Task statement =>
All of the data is to be copied without a single change.

Excerpted records =>
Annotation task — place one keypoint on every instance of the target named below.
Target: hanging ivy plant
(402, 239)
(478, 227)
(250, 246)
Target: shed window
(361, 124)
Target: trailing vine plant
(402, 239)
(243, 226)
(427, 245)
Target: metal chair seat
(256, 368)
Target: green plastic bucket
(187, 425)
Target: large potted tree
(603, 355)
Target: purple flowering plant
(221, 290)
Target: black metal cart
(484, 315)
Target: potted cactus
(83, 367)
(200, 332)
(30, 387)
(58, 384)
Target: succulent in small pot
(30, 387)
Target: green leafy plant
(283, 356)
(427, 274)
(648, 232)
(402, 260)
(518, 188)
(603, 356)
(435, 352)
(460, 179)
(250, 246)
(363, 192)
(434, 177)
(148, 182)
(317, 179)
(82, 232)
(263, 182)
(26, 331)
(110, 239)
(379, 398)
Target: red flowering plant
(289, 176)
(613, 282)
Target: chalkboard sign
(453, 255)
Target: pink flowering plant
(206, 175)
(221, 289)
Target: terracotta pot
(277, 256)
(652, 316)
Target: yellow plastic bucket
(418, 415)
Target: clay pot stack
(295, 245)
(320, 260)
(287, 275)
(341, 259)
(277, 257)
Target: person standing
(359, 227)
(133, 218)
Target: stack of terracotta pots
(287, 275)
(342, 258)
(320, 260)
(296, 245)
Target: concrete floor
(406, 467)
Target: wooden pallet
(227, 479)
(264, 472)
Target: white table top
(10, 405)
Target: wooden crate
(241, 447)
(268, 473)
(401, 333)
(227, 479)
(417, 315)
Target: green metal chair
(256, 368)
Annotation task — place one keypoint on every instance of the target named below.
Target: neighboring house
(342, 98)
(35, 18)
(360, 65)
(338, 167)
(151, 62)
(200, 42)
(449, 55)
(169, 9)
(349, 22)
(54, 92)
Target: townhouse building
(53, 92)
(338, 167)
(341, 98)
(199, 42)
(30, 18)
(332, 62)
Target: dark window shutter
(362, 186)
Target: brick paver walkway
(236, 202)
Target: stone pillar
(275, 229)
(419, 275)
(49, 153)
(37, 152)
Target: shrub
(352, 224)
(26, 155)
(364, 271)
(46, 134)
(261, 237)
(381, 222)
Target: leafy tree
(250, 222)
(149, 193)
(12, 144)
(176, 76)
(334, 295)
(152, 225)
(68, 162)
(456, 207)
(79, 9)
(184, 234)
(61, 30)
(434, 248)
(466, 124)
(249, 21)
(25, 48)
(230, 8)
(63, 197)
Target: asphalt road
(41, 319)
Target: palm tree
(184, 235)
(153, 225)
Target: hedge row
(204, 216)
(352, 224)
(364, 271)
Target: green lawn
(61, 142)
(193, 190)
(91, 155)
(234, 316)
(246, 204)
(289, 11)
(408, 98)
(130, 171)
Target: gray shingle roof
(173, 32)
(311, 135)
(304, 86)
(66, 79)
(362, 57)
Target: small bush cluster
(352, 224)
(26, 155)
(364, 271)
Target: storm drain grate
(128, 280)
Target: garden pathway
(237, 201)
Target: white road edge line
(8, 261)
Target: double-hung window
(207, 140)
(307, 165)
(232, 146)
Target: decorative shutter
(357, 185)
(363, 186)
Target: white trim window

Task output =>
Annotation task — place one keypoint on every instance of the target named below.
Target: hanging ivy plant
(402, 239)
(478, 227)
(250, 246)
Target: shed window
(361, 124)
Target: trailing vine plant
(402, 239)
(243, 226)
(427, 245)
Target: metal chair seat
(256, 368)
Target: green plastic bucket
(187, 425)
Target: large potted tree
(603, 355)
Target: purple flowering plant
(221, 290)
Target: black metal cart
(484, 315)
Target: potted cactus
(83, 367)
(200, 332)
(30, 387)
(58, 384)
Target: succulent in small pot
(30, 387)
Target: green leafy plant
(283, 356)
(427, 274)
(648, 232)
(402, 260)
(518, 188)
(603, 356)
(435, 352)
(460, 179)
(250, 246)
(363, 192)
(434, 177)
(148, 182)
(317, 179)
(82, 232)
(263, 182)
(26, 331)
(110, 239)
(379, 398)
Target: red flowering plant
(289, 176)
(613, 282)
Target: chalkboard sign
(453, 255)
Target: pink flowering plant
(206, 175)
(221, 289)
Target: terracotta pot
(277, 256)
(652, 316)
Target: yellow plastic bucket
(418, 415)
Target: clay pot stack
(295, 245)
(320, 260)
(287, 275)
(341, 259)
(277, 257)
Target: person standing
(359, 227)
(133, 218)
Target: stack of terracotta pots
(287, 275)
(342, 258)
(320, 260)
(296, 245)
Target: concrete floor
(406, 467)
Target: wooden pallet
(227, 479)
(264, 472)
Target: white table top
(10, 405)
Target: wooden crate
(241, 447)
(268, 473)
(401, 333)
(227, 479)
(417, 315)
Target: green metal chair
(256, 368)
Annotation task — place one keypoint on every instance of the target named below.
Target: neighboring house
(342, 98)
(35, 18)
(360, 65)
(338, 167)
(151, 62)
(200, 42)
(449, 55)
(169, 9)
(349, 22)
(54, 92)
Target: townhouse building
(53, 92)
(338, 167)
(341, 98)
(199, 42)
(30, 18)
(332, 62)
Target: dark window shutter
(362, 186)
Target: brick paver walkway
(236, 202)
Target: stone pillar
(275, 229)
(419, 275)
(49, 153)
(37, 152)
Target: shrub
(352, 224)
(26, 155)
(364, 271)
(46, 134)
(261, 237)
(381, 222)
Target: leafy tree
(250, 222)
(149, 193)
(12, 144)
(176, 76)
(334, 295)
(152, 225)
(68, 162)
(456, 207)
(79, 9)
(184, 234)
(61, 30)
(434, 248)
(466, 124)
(249, 21)
(25, 48)
(230, 8)
(63, 197)
Target: asphalt road
(41, 319)
Target: palm tree
(184, 235)
(153, 225)
Target: hedge row
(204, 216)
(352, 224)
(364, 271)
Target: green lawn
(61, 142)
(193, 190)
(91, 155)
(234, 316)
(246, 204)
(289, 11)
(408, 98)
(130, 171)
Target: gray shingle roof
(173, 32)
(311, 135)
(304, 86)
(66, 79)
(362, 57)
Target: small bush cluster
(352, 224)
(26, 155)
(364, 271)
Target: storm drain grate
(128, 280)
Target: garden pathway
(237, 201)
Target: white road edge line
(8, 261)
Target: double-hung window
(207, 140)
(307, 165)
(232, 146)
Target: decorative shutter
(357, 185)
(363, 186)
Target: white trim window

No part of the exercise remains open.